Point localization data
════════════════════
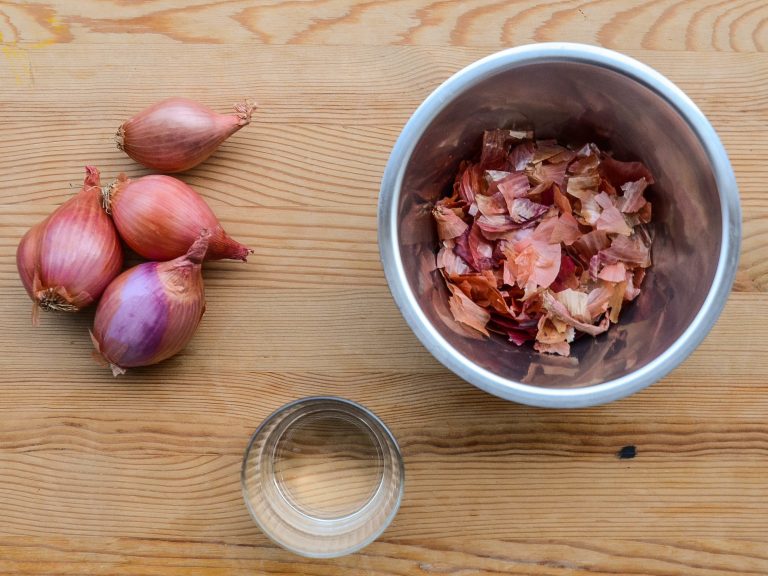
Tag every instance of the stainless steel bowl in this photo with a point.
(558, 88)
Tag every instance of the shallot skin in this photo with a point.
(177, 134)
(159, 217)
(151, 311)
(66, 261)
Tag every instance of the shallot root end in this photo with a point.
(120, 138)
(116, 370)
(244, 110)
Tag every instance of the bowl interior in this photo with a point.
(576, 102)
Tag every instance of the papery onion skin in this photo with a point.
(66, 261)
(151, 311)
(159, 217)
(178, 134)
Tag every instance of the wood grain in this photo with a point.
(674, 25)
(140, 475)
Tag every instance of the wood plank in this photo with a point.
(672, 25)
(68, 493)
(492, 557)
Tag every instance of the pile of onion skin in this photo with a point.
(543, 243)
(74, 258)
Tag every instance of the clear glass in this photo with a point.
(323, 477)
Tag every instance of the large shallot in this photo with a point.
(66, 261)
(178, 134)
(151, 311)
(160, 216)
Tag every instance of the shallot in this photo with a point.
(160, 216)
(66, 261)
(178, 134)
(151, 311)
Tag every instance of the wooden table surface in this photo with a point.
(140, 475)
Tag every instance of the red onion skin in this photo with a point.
(160, 216)
(151, 311)
(178, 134)
(66, 261)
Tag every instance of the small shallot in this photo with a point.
(178, 134)
(160, 216)
(151, 311)
(66, 261)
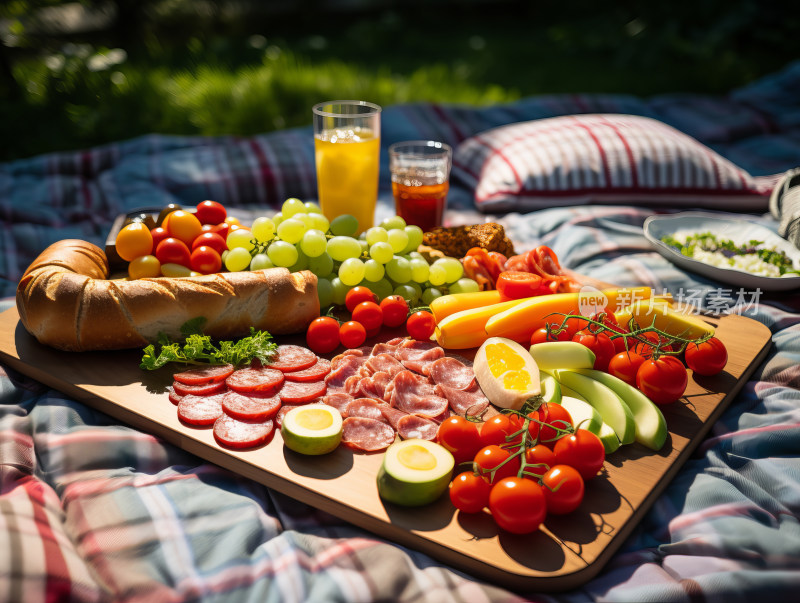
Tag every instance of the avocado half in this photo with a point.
(415, 472)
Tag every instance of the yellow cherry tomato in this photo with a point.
(184, 225)
(145, 266)
(133, 241)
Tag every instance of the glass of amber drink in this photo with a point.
(347, 147)
(420, 181)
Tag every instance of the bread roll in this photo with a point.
(66, 301)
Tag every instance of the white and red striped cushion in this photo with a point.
(580, 159)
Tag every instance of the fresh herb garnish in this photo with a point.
(199, 349)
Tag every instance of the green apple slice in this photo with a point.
(610, 406)
(651, 427)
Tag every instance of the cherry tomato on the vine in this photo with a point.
(420, 325)
(205, 260)
(211, 212)
(460, 437)
(395, 310)
(582, 450)
(469, 492)
(563, 489)
(489, 459)
(600, 344)
(707, 358)
(497, 429)
(322, 336)
(369, 314)
(356, 295)
(662, 379)
(352, 334)
(518, 505)
(625, 365)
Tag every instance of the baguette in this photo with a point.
(66, 301)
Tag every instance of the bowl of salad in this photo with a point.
(729, 250)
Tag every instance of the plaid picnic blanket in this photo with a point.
(92, 510)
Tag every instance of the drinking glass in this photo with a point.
(420, 181)
(347, 147)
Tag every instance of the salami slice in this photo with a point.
════════════════════
This exercise asks for an exact repeat of the lines from the one holding "Tag every instance of the fresh" through the end of the data above.

*Written response:*
Tag every instance of the fresh herb garnish in this photo with a point.
(199, 349)
Tag every instance of the green apple slice in this photo with a point.
(610, 406)
(651, 427)
Tag every instance of the cherry tomato on the vine in this photo with a point.
(420, 325)
(205, 260)
(211, 212)
(460, 437)
(395, 310)
(582, 450)
(469, 492)
(563, 489)
(489, 459)
(600, 344)
(707, 358)
(497, 429)
(322, 336)
(369, 314)
(356, 295)
(662, 379)
(352, 334)
(518, 505)
(625, 365)
Tag every instance of the baguette in this photo with a point.
(66, 301)
Tag every instance of the bowl of salad in this photo with a point.
(729, 250)
Tag every instance of the plaid picnic blanket in this photo with a point.
(92, 510)
Tag every instance of the drinking glass in this photo with a point.
(420, 181)
(347, 147)
Tag every instance of the salami slice in this photo with a point.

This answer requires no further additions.